**Texto de leitura**:
^^^^

VIAGEM
APOSTÓLICA À ROMÊNIA
DIVINA LITURGIA COM A BEATIFICAÇÃO
DE 7 BISPOS GRECO-CATÓLICOS MÁRTIRES
HOMILIA DO SANTO PADRE
Campo
da Liberdade em Blaj, Romênia
Domingo,
2 de junho de 2019
«Rabi, quem foi que pecou para este homem ter
nascido cego? Ele, ou os seus pais?» (Jo 9, 2). Esta pergunta dos discípulos
dirigida a Jesus desencadeia uma série de movimentos e ações que permeiam toda
a narração evangélica, desvendando e colocando em evidência aquilo que
realmente cega o coração humano.
Jesus, como os seus discípulos, vê o cego de
nascença, é capaz de o reconhecer e colocá-lo no centro. Depois de ter
declarado que a sua cegueira não era fruto do pecado, mistura o pó da terra com
a sua saliva e, com a lama feita, unge-lhe os olhos; depois ordena-lhe que vá
lavar-se à piscina de Siloé. Depois de se ter lavado, o cego recupera a vista.
É interessante notar que o milagre é narrado apenas em dois versículos; todos
os outros concentram-se, não sobre o cego curado, mas sobre as discussões que
levanta. Parece que a sua vida e especialmente a sua cura se tornem banais,
jocosas ou motivos de debate bem como de enfado e irritação. O cego curado é
interrogado primeiro pela multidão atónita, depois pelos fariseus; e estes
interrogam também os seus pais. Colocam em dúvida a identidade do homem curado;
depois negam a ação de Deus, tomando como desculpa que Deus não trabalha ao
sábado; chegam até a duvidar que aquele homem tivesse nascido cego.

^^^^

**Material fornecido**:
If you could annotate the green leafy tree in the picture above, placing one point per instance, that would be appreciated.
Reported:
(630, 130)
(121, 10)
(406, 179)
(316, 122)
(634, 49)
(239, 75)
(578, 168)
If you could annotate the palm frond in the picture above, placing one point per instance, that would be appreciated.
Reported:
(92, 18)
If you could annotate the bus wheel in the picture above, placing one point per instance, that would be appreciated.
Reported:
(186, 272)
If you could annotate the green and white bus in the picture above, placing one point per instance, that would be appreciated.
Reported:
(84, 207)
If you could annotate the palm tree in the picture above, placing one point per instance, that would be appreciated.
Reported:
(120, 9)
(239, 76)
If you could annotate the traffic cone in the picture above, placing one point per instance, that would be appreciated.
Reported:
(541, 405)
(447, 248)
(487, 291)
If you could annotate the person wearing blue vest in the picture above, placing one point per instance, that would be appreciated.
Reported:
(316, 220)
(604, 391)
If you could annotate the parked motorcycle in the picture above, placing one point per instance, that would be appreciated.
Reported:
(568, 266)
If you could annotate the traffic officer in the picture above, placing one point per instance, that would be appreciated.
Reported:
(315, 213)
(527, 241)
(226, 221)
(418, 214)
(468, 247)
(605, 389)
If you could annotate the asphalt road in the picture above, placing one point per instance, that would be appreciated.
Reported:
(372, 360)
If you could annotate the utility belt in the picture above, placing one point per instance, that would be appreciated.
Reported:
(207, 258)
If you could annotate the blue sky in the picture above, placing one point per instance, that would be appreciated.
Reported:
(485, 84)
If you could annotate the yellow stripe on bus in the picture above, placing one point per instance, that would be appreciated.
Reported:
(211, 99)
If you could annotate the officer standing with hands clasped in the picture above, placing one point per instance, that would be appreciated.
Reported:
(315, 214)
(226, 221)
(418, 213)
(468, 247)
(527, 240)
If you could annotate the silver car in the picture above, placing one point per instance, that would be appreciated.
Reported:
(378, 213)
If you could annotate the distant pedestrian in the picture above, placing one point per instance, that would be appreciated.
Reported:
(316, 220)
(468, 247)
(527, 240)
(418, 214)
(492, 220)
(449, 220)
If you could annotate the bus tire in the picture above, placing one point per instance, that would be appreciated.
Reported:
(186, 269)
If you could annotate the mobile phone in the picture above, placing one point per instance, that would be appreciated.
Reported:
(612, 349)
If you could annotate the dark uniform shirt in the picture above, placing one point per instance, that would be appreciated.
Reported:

^^^^

**O exercício**: Cite literalmente o trecho da homilia que começa nas palavras "Jesus, como os" e termina após as palavras "recupera a vista.". Os registros não intervêm em nada do que aqui se solicita.

**Resposta à tarefa**:
Jesus, como os seus discípulos, vê o cego de
nascença, é capaz de o reconhecer e colocá-lo no centro. Depois de ter
declarado que a sua cegueira não era fruto do pecado, mistura o pó da terra com
a sua saliva e, com a lama feita, unge-lhe os olhos; depois ordena-lhe que vá
lavar-se à piscina de Siloé. Depois de se ter lavado, o cego recupera a vista.